▶ **出題**:
1 - 元の文章を2文にまとめてください。
2 - 元の文章から、「ので、仕事を振り分ける権力側」から「トゥールスレン虐殺博物館(2016年3月撮影)」までをそのまま抜き出してください。

▶ **元の文章**:
仕事だからってなんでもするのは良くないんですけど、それがあらゆる意味で生命線として扱われる以上、それってお題目でしかない。

ので、仕事を振り分ける権力側(これは国でも国ではない形の組織にも言えますが)が非暴力であることを標榜し、あらゆる権利尊重を謳うことは必須ではないか(この手の組織が人間に暴力をさせるように仕向けることはあまりにも容易いため)ということを思いますが、複数の人間を統制し、秩序だった状態を維持することで「人間を善良で居させる」ためには、少なからず権力の元における秩序だった暴力が不可欠なのはそう。「抵抗は服従よりも稀有なのだ*2」。

 

 

 

ところで、ここで主な対象として紹介されている「S21」は現在博物館になっていて、この博物館に私は行ったことがある。

 

トゥールスレン虐殺博物館(2016年3月撮影)

本の中では「本件に関する膨大な文書記録の展示がある」とのことだったんですけど、正直、文書記録の展示があったかどうか記憶にない。他の展示物が視覚的に強烈過ぎて、そっちの記憶ばっかり残っている。

▶ **保存データ**:
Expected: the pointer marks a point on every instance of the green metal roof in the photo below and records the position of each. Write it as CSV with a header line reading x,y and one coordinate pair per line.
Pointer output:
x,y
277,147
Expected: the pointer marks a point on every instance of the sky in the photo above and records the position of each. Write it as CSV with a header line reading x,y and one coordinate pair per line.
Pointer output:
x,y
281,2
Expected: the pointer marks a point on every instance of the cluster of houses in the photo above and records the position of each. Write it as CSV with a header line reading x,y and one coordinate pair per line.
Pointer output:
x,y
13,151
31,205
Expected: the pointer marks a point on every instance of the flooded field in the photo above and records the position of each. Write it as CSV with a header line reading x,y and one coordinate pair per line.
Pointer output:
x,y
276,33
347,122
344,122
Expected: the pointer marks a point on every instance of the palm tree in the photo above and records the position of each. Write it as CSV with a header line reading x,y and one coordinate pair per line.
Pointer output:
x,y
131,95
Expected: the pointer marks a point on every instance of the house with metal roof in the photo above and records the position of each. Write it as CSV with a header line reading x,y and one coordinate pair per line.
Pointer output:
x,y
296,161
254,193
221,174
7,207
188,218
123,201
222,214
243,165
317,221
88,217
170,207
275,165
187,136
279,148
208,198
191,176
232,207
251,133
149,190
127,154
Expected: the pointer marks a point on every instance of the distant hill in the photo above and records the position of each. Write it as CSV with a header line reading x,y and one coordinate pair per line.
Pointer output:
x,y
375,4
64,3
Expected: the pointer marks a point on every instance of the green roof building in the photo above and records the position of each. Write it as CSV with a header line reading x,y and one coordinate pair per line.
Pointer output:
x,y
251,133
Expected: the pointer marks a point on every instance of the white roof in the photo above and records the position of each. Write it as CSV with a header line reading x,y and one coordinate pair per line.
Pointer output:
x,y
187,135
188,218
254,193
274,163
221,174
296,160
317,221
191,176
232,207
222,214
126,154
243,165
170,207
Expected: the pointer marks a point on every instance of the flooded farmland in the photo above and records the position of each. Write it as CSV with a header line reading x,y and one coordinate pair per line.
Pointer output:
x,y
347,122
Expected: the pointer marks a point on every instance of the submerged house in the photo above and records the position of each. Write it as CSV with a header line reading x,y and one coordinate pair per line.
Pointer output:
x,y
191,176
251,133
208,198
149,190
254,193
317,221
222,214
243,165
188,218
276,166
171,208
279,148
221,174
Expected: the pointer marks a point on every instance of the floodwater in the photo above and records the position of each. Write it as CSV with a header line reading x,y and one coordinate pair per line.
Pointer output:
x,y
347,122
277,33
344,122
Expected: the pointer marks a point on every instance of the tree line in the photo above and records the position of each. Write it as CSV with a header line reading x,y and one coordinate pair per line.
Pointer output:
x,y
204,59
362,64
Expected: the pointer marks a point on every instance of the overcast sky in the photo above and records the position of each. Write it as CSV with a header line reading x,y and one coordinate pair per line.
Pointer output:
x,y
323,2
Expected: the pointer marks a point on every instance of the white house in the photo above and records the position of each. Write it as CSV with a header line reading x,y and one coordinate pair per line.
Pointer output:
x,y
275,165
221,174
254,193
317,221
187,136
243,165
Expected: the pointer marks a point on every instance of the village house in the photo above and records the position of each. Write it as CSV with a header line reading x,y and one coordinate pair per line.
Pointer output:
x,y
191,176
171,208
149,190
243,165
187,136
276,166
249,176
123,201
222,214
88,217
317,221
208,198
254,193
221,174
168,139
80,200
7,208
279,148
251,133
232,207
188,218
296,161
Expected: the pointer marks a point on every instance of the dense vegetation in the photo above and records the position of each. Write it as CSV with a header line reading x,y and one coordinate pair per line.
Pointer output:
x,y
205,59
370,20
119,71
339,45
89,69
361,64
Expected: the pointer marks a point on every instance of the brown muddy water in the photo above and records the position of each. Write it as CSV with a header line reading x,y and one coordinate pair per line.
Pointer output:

▶ **解答例**:
1 - 仕事を振り分ける権力側は非暴力と権利の尊重を掲げるべきだと思う一方で、複数の人間をまとめて「人間を善良で居させる」には、権力のもとでの秩序だった暴力が欠かせないと述べています。また、紹介されている「S21」は今は博物館になっていて、書き手はそこに行ったことがありますが、文書記録の展示があったかは覚えておらず、ほかの展示物の強い印象ばかりが残っていると書いています。

2 -
ので、仕事を振り分ける権力側(これは国でも国ではない形の組織にも言えますが)が非暴力であることを標榜し、あらゆる権利尊重を謳うことは必須ではないか(この手の組織が人間に暴力をさせるように仕向けることはあまりにも容易いため)ということを思いますが、複数の人間を統制し、秩序だった状態を維持することで「人間を善良で居させる」ためには、少なからず権力の元における秩序だった暴力が不可欠なのはそう。「抵抗は服従よりも稀有なのだ*2」。

 

 

 

ところで、ここで主な対象として紹介されている「S21」は現在博物館になっていて、この博物館に私は行ったことがある。

 

トゥールスレン虐殺博物館(2016年3月撮影)